Task objective: Below are some records. Return exactly the lines from the one containing "shirt? Tag one per instance." through the one containing "foliage? Tag one per instance.", both included, and only those.

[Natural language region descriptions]

========================================

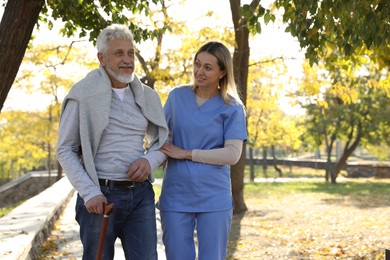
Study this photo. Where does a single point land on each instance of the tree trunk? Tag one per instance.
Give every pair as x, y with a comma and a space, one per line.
241, 63
251, 165
16, 27
265, 162
274, 162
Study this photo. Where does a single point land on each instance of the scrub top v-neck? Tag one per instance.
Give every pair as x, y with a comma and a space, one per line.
192, 186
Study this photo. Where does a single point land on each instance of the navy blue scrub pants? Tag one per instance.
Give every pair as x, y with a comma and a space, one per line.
212, 231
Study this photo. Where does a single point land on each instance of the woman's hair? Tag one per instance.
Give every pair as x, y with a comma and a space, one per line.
227, 83
113, 32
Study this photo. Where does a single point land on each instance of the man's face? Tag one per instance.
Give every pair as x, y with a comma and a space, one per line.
119, 62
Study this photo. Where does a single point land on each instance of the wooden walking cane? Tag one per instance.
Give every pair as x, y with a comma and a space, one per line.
107, 209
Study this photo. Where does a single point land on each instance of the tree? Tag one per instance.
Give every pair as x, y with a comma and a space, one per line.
85, 17
347, 26
16, 27
245, 18
361, 116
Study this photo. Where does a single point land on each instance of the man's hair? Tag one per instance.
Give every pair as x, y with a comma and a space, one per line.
113, 32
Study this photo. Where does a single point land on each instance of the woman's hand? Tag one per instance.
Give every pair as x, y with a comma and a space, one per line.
175, 152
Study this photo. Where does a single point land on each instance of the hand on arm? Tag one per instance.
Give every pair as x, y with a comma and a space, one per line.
139, 170
175, 152
95, 205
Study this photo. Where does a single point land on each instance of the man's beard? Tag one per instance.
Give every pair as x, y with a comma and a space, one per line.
125, 79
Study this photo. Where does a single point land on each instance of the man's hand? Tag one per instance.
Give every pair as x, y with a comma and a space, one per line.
95, 205
139, 170
175, 152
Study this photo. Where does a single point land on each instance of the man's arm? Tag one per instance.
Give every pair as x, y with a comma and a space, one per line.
68, 149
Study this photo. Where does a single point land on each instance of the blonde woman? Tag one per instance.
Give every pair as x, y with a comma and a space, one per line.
207, 123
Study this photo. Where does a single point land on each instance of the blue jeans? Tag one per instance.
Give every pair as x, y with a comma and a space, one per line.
133, 221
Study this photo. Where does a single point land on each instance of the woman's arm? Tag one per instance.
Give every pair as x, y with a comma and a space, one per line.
228, 155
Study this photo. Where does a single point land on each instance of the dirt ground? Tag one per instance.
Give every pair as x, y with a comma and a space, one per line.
310, 226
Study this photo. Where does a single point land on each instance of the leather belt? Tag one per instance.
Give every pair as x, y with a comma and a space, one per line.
117, 184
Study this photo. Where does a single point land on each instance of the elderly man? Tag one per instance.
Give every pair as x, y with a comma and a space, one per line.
106, 119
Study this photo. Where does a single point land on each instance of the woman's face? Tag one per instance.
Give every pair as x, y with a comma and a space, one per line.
207, 73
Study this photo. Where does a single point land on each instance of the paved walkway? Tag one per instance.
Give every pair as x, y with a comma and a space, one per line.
66, 236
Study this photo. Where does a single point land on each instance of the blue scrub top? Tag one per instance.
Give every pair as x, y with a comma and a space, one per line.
192, 186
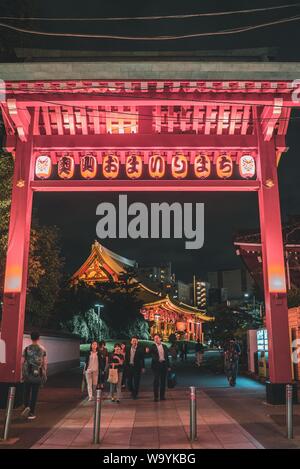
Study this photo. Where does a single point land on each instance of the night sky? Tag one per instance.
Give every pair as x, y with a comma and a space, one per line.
225, 213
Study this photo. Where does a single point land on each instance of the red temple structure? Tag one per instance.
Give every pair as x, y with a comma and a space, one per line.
165, 315
178, 128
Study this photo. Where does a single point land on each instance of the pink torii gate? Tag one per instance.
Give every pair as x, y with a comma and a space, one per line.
98, 117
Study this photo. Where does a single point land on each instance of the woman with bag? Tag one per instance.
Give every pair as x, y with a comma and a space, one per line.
34, 374
92, 369
116, 366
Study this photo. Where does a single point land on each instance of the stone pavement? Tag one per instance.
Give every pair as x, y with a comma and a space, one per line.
147, 424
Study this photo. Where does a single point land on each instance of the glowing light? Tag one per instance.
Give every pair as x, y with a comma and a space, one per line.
88, 166
66, 167
202, 166
43, 167
13, 279
134, 166
224, 166
110, 166
247, 166
157, 166
179, 166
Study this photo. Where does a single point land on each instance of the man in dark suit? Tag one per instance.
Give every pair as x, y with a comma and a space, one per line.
160, 367
134, 366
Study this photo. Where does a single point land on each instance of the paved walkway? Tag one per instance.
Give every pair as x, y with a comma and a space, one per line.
147, 424
226, 416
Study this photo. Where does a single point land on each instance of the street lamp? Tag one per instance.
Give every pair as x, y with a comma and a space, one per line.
98, 306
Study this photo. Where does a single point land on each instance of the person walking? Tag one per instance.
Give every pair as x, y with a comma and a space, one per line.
160, 368
199, 350
173, 352
103, 354
124, 378
92, 369
232, 353
34, 374
134, 366
116, 362
183, 352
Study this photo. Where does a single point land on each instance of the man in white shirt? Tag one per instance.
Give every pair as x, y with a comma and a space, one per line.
134, 366
160, 367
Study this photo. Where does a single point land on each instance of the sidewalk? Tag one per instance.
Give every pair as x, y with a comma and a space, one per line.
150, 425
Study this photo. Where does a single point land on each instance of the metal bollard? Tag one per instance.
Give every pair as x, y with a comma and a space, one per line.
193, 414
289, 411
10, 406
97, 417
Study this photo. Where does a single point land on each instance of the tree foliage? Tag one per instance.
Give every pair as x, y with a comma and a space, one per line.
120, 314
45, 261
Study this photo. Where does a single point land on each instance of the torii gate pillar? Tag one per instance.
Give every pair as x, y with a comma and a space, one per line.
280, 371
15, 285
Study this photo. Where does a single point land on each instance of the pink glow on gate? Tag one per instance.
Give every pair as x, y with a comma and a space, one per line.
13, 279
277, 283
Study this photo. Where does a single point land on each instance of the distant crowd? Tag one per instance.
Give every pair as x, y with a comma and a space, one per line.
122, 368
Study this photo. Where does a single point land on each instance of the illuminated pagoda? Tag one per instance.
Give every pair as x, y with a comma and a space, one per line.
165, 316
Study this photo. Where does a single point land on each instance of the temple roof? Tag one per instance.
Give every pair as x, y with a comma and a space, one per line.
178, 307
103, 265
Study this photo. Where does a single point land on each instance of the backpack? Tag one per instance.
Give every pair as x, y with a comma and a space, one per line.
33, 371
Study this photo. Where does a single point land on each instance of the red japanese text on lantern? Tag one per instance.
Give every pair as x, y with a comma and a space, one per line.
134, 166
224, 166
202, 166
88, 166
110, 166
157, 166
43, 167
66, 167
179, 166
247, 166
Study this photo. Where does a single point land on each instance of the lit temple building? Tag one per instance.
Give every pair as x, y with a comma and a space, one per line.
164, 314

========================================

Answer to the problem:
Study this photo. Where does a single point land on each instance of the man in white shirt? Tag one per instance.
Give every pair as x, y with a comma and a space, one per line.
134, 366
160, 367
Study this photo. Where does a single point land on each instance of the sidewalk? Tag one per instance.
Give every pair as x, y with a comma and a space, one per line.
150, 425
Study this photo. Where does a single point land on each instance of the metal bollard? Tag one per instance.
Give every pair as x, y with a comma and a space, one per line.
193, 414
289, 411
10, 406
97, 417
Study this photo. Where does a single point land on each instance of the tree foliage? Tag one per instance.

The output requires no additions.